#### [Instructions to follow]
Copy the data below verbatim, everything from the line containing "Tag the pig's" down to the end of the data.

#### [Image object location data]
++++++
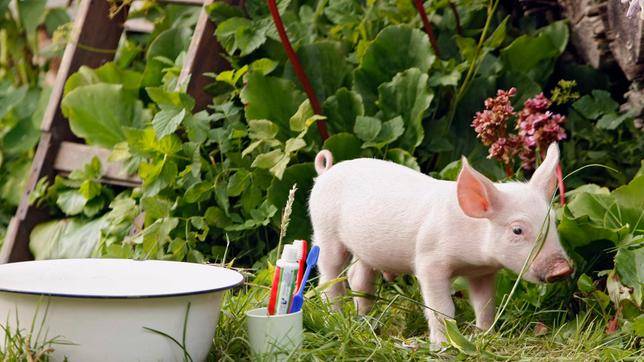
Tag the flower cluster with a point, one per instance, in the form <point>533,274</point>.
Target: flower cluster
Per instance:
<point>491,124</point>
<point>537,128</point>
<point>634,7</point>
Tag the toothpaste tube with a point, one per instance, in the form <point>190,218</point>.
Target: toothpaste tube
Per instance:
<point>288,267</point>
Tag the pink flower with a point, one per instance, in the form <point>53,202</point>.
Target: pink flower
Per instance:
<point>537,128</point>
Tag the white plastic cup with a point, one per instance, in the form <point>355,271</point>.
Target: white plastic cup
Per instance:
<point>278,335</point>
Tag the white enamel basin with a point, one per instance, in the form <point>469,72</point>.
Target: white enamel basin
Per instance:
<point>103,305</point>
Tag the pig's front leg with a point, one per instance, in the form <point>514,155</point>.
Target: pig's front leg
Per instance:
<point>482,290</point>
<point>435,285</point>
++++++
#### [Answer]
Tag the pig's front leg with a point, one per instance, in the form <point>514,155</point>.
Target: pig's front leg
Per instance:
<point>482,290</point>
<point>435,285</point>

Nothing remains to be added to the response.